Document excerpt:
Luigi · AI agents · API key security

Luigi AI agent API key: scoping vendor calls in Spotify's pipeline orchestrator

Luigi is Spotify's open-source Python pipeline framework — dependency graphs expressed as Task classes, requires() for upstream dependencies, and output() for completion markers. It's widely used for batch data processing, ML feature pipelines, and increasingly for AI agent workloads that need reliable task sequencing with automatic dependency resolution. When AI agents use Luigi to call vendor APIs, the framework's dynamic task generation and automatic failure re-scheduling create vendor spend risks that Luigi's native tooling doesn't address: no per-pipeline dollar cap, no task-level API key revoke, and no per-call audit log with Luigi task context. This page covers the vault-key pattern that bounds vendor spend per Luigi run.

Supplied entries:
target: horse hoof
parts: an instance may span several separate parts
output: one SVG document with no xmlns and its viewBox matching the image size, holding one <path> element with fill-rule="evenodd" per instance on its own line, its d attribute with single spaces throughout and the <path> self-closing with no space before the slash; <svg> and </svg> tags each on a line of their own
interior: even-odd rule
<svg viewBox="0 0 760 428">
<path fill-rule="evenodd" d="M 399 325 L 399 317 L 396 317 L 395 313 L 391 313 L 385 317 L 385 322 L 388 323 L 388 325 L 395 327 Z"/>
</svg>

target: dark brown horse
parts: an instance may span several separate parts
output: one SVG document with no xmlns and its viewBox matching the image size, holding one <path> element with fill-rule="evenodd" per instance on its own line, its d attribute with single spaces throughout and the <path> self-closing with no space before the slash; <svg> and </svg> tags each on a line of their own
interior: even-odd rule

Exercise aim:
Could you continue the page on Luigi API key security, picking up right after its last sentence?

Final result:
TL;DR

Issue a vault key in a Luigi setup task that upstream tasks depend on via requires(). The vault key flows downstream through Luigi's parameter system as an explicit luigi.Parameter() on each task class that makes vendor calls. Every task in the pipeline run shares the same vault key and its per-run dollar cap. The real Stripe or Twilio secret never appears in Luigi worker processes or task output files. Revoking a stuck run is a single DELETE call — it stops further vendor calls from any task in the pipeline without disrupting other Luigi pipelines using the same central scheduler.

How Luigi AI agent tasks call vendor APIs

A typical Luigi AI agent billing pipeline uses a root task that generates subtasks dynamically via requires(). Each subtask reads the Stripe key from the environment:

import luigi
import stripe
import os

class ChargeCustomer(luigi.Task):
    customer_id = luigi.Parameter()
    amount_cents = luigi.IntParameter()

    def output(self):
        return luigi.LocalTarget(f"/tmp/charged/{self.customer_id}.json")

    def run(self):
        stripe.api_key = os.environ["STRIPE_SECRET_KEY"]  # full-access key
        intent = stripe.PaymentIntent.create(
            amount=self.amount_cents,
            currency="usd",
            customer=self.customer_id,
        )
        with self.output().open("w") as f:
            f.write(intent.to_json())

class BillingPipeline(luigi.Task):
    customer_ids = luigi.ListParameter()
    amount_cents = luigi.IntParameter()

    def requires(self):
        # dynamically generates one ChargeCustomer task per customer
        return [
            ChargeCustomer(
                customer_id=cid,
                amount_cents=self.amount_cents
            )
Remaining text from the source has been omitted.